## begin SELECTED PASSAGE

I did want to address this point tho:

Nachofan wrote:
The problem I have with them is that you don't as a player get to own a character. To be the best team player you might be picking up a hulk card to help out even though Bob over there has been building THE HULK deck.

*snip*

In Crossfire you always felt like you were building a character organically as you built your deck. In Legendary it feels instead like you are each building a parallel SHIELD team that uses the same characters. Somehow that isn't as much fun to me.


I've seen a lot of people with this complain about Marvel Legendary and I guess they just don't get it. "You" are not supposed to be controlling a hero in the game, or playing as character (Legendary Encounters does that tho) you are telling a story - or if you want a more thematic explanation, you're watching a comic book story unfold. You can't think of it as "I'm Spiderman and I jump over here and hit that guy, then web that guy. Now I'm Wolverine and I'm going to attack that dude." No it's "Spidey climbs up to the rooftop and beats up Doc Ock while Wolverine is busy fighting The Blob in the bank vault."

## end SELECTED PASSAGE
## begin RECORD LIST

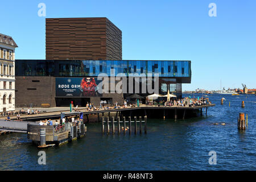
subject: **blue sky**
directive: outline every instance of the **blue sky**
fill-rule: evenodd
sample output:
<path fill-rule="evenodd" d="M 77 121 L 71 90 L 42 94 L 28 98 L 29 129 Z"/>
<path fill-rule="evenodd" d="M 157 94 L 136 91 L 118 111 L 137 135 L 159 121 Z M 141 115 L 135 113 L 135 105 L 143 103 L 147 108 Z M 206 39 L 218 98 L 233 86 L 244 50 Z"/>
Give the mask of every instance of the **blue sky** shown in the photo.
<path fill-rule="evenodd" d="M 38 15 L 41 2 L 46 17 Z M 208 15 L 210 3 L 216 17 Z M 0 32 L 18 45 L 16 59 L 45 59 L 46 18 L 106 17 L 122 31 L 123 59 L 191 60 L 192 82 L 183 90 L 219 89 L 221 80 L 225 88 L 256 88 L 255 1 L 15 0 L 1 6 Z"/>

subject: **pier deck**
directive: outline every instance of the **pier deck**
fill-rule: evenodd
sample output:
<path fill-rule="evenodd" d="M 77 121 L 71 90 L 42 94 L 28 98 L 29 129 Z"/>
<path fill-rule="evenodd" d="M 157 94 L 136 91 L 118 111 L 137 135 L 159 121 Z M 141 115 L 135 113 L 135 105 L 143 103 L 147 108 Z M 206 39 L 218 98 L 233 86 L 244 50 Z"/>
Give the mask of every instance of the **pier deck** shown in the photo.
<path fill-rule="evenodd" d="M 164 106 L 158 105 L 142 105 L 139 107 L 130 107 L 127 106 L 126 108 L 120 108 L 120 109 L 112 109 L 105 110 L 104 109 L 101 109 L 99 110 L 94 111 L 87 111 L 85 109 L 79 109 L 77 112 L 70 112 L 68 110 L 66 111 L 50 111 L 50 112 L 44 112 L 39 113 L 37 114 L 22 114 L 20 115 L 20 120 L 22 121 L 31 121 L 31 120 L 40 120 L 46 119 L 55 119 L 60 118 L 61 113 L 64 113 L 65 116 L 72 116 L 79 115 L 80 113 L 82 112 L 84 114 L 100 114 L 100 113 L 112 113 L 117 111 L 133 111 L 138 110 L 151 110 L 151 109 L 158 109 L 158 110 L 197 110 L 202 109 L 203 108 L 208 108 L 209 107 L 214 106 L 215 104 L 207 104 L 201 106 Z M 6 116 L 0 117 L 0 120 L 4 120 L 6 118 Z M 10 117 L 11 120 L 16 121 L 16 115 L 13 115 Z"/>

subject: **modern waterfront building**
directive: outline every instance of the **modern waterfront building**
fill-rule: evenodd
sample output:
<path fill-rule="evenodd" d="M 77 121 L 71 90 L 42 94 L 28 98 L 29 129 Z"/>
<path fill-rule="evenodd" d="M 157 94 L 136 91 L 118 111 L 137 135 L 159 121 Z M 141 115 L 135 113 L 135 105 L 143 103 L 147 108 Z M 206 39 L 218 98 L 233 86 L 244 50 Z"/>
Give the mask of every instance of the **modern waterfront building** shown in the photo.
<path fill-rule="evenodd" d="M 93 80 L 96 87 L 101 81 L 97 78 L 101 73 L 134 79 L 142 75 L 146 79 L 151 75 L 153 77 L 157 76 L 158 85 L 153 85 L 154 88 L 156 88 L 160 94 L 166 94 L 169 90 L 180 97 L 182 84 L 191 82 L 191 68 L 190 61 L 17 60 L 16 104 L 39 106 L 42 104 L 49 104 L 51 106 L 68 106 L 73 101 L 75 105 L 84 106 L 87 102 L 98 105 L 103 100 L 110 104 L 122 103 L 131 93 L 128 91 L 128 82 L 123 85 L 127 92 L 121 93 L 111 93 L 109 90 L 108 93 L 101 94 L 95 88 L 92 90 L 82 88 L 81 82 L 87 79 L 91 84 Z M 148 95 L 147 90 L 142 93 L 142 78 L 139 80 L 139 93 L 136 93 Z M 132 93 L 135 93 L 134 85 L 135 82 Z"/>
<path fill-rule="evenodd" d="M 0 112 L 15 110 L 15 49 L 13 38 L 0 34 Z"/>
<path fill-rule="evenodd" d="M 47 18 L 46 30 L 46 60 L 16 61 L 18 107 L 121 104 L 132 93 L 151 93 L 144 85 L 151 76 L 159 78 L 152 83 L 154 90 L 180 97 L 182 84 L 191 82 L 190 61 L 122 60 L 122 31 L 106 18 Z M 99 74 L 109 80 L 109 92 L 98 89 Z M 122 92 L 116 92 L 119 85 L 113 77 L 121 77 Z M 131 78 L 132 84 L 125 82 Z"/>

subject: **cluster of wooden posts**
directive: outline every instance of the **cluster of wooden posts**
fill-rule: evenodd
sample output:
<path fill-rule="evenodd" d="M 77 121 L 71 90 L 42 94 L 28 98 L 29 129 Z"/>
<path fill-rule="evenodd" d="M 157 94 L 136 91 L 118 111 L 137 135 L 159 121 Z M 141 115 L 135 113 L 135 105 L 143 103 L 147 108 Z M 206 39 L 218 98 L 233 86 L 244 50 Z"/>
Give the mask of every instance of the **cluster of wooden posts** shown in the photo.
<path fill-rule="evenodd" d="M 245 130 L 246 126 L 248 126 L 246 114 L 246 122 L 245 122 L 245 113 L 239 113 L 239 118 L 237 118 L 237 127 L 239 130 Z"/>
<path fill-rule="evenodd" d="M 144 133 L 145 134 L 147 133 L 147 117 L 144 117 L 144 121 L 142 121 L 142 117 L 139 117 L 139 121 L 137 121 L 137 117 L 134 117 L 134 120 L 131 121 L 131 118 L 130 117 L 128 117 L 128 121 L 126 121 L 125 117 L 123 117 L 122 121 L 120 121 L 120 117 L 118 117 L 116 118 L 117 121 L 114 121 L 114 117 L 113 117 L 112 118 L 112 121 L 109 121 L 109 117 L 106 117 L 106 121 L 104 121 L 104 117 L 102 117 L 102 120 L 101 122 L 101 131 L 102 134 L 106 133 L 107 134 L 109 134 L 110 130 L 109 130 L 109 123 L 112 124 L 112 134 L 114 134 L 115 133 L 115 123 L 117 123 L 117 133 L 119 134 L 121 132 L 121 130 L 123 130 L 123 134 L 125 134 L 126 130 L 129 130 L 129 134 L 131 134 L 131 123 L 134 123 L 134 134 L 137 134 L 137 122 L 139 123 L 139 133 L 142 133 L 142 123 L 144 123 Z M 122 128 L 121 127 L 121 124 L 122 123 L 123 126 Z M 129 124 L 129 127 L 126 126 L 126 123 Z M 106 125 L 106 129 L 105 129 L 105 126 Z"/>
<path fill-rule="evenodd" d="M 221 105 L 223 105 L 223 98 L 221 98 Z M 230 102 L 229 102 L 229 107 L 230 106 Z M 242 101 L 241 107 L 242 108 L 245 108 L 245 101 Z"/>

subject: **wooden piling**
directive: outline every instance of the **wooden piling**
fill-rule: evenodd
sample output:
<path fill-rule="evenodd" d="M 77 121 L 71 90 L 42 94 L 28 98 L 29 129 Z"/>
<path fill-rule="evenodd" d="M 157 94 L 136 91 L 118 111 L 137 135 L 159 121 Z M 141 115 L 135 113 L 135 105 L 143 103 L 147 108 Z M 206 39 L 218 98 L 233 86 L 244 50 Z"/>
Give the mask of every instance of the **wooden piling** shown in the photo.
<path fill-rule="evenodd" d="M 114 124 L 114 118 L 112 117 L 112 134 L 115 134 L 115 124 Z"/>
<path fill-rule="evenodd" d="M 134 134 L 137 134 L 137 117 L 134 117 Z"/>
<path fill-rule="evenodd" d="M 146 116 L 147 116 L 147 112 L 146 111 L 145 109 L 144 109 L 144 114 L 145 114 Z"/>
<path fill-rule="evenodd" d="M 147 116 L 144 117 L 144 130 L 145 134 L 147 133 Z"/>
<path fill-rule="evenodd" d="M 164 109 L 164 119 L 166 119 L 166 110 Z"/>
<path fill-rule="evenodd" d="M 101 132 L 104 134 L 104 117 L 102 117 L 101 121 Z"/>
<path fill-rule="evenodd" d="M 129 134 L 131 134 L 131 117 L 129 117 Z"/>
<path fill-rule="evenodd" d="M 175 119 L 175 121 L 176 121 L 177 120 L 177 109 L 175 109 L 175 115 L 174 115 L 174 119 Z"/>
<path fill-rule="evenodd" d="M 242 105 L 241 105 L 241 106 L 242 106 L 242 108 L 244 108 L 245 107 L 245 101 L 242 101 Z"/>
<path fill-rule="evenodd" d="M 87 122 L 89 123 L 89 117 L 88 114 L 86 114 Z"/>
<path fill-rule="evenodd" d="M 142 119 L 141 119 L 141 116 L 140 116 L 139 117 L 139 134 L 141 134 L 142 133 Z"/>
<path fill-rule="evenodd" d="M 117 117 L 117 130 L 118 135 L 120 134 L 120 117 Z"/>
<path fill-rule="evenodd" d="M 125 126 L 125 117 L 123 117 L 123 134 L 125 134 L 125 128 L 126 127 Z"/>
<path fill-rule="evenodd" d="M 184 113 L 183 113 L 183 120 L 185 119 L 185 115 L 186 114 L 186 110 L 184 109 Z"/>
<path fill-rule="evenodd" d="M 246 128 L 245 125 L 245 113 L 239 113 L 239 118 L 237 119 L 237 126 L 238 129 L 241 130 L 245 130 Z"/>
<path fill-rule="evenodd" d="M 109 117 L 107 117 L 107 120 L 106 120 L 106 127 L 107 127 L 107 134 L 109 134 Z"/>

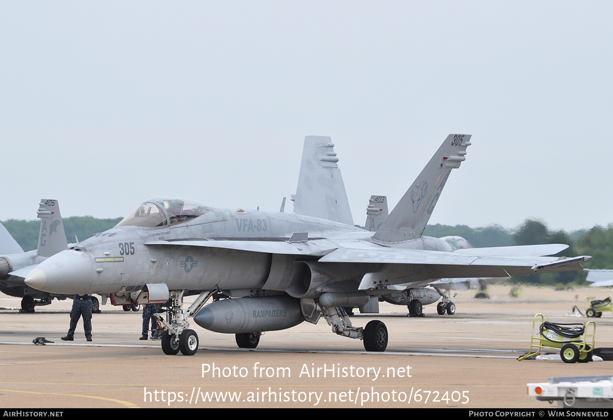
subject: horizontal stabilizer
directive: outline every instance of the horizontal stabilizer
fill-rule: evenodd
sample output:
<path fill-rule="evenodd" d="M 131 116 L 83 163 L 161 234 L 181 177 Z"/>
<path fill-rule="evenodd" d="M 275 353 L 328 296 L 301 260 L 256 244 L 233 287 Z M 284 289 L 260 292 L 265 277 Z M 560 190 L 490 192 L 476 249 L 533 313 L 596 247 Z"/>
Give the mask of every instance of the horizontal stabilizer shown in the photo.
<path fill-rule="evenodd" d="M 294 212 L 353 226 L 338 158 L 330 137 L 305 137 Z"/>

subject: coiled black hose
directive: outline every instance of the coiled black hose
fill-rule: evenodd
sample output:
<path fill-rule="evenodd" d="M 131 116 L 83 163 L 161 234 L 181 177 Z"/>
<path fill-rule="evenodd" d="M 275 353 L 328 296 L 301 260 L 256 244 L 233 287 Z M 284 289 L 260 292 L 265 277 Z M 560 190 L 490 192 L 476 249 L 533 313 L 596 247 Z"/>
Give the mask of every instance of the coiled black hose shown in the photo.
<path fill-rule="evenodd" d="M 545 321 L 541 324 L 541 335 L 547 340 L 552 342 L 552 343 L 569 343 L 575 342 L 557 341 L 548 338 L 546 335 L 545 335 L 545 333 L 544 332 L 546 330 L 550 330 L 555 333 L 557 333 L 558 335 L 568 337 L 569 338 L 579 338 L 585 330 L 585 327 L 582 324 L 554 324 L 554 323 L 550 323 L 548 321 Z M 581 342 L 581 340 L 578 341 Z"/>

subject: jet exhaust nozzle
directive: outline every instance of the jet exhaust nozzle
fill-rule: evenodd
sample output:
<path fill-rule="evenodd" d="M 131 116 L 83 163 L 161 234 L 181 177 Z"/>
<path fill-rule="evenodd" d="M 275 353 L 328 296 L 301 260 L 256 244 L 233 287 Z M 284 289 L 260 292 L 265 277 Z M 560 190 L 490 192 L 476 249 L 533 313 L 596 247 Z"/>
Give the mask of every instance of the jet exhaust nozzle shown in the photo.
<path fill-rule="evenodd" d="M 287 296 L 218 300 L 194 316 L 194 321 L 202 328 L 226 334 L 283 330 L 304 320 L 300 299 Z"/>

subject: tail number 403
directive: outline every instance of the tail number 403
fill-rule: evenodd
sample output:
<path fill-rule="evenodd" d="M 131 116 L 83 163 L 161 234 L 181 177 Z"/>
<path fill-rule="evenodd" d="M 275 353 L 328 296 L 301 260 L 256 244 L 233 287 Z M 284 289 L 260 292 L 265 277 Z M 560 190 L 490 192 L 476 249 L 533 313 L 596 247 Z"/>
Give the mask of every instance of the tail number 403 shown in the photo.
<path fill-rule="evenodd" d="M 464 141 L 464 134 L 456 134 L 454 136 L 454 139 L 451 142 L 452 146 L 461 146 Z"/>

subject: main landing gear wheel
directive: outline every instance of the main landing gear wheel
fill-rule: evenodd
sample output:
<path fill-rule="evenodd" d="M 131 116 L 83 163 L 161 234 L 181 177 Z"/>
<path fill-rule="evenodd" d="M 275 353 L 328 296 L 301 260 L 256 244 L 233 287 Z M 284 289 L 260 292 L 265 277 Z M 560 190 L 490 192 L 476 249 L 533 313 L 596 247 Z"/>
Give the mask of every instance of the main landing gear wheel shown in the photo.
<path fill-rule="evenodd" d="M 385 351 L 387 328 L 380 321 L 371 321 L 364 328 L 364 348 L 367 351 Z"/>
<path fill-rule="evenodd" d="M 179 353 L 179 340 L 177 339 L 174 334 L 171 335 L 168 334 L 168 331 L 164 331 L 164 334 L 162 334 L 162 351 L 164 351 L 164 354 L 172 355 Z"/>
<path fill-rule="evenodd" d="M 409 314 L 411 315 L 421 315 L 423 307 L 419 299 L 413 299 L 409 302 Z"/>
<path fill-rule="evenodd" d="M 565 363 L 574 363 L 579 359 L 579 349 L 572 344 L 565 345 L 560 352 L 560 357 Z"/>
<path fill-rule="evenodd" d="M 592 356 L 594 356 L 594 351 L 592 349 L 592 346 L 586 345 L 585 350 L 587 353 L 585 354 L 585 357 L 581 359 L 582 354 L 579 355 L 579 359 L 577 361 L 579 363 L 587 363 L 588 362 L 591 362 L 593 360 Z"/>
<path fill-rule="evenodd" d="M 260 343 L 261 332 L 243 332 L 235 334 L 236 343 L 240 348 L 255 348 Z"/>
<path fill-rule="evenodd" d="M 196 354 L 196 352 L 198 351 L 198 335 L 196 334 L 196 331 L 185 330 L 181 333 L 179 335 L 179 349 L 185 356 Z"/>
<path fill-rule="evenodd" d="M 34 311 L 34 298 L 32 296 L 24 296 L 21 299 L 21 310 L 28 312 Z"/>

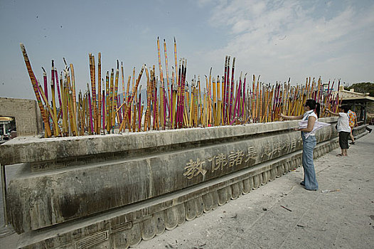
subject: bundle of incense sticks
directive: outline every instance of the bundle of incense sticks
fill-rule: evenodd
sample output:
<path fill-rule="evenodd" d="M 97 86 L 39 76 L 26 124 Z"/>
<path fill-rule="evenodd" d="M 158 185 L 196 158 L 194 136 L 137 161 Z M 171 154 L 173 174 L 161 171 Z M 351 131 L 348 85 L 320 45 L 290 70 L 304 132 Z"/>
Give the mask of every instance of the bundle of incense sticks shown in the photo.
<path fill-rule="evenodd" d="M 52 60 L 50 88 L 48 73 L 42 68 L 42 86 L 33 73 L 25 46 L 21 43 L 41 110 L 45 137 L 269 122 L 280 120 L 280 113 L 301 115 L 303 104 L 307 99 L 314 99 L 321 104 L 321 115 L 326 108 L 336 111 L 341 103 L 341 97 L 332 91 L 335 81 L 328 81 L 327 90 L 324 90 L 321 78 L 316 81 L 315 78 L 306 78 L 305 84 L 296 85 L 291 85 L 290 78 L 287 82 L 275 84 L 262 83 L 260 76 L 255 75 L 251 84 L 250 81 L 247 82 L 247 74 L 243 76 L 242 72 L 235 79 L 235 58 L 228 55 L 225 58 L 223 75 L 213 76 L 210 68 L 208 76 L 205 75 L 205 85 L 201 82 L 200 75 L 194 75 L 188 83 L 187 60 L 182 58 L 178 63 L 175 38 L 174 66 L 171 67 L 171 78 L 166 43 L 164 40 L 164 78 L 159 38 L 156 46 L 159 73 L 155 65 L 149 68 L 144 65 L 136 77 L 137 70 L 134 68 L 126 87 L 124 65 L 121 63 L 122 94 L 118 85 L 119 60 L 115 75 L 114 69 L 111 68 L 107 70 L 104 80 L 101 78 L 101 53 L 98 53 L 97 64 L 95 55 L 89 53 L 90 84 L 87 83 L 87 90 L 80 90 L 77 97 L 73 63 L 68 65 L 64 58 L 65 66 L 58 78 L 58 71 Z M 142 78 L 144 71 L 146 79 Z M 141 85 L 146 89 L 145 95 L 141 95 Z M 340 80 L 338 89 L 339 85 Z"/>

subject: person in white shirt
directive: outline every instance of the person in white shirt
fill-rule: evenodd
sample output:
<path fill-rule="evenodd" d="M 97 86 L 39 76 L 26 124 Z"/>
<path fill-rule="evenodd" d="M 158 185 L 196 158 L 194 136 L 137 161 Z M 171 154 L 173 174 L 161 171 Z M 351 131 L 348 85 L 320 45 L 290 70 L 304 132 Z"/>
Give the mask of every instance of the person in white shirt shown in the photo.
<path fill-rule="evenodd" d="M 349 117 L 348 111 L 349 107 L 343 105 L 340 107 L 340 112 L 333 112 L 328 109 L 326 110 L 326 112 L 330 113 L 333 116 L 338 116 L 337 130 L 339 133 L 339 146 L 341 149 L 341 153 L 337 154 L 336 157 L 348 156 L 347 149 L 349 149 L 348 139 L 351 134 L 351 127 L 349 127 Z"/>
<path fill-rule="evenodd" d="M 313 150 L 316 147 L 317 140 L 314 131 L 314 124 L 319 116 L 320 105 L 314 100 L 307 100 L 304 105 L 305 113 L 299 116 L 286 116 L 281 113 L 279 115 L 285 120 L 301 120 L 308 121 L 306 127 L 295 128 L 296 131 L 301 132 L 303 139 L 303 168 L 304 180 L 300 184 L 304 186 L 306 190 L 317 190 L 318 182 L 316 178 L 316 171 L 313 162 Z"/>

## end RECORD LIST

*TASK 1*
Using the Marvel Legendary post, say whether each statement agrees with it, answering yes or no and quoting the words that decide it: (a) The quoted comment says that in Crossfire you felt you were building a character as you built your deck. (b) The writer says Legendary Encounters lets you play as a character. (c) The writer pictures Wolverine fighting Doc Ock in the bank vault.
*TASK 2*
Name every comic book character mentioned in the Marvel Legendary post.
*TASK 3*
Carry the Marvel Legendary post on past its last sentence.
Nothing here depends on the lines.

*WRITTEN RESPONSE 1*
(a) Yes: "In Crossfire you always felt like you were building a character organically as you built your deck."
(b) Yes: "or playing as character (Legendary Encounters does that tho)"
(c) No: "Wolverine is busy fighting The Blob in the bank vault."

*WRITTEN RESPONSE 2*
Hulk, Spiderman (also called Spidey), Wolverine, Doc Ock, The Blob

*WRITTEN RESPONSE 3*
Quote:
To be the best team player you might be picking up a hulk card to help out even though Bob over there has been building THE HULK deck.

This specifically is a horrible rookie mistake. If someone in your group is building their deck based solely around 1 hero, you're most likely going to lose. Yes, there are a few heroes that are built to work this way, the core Spiderman to name one and I suppose the Hulk too, but your best decks are built around the synergy between classes (colors) or ability combos.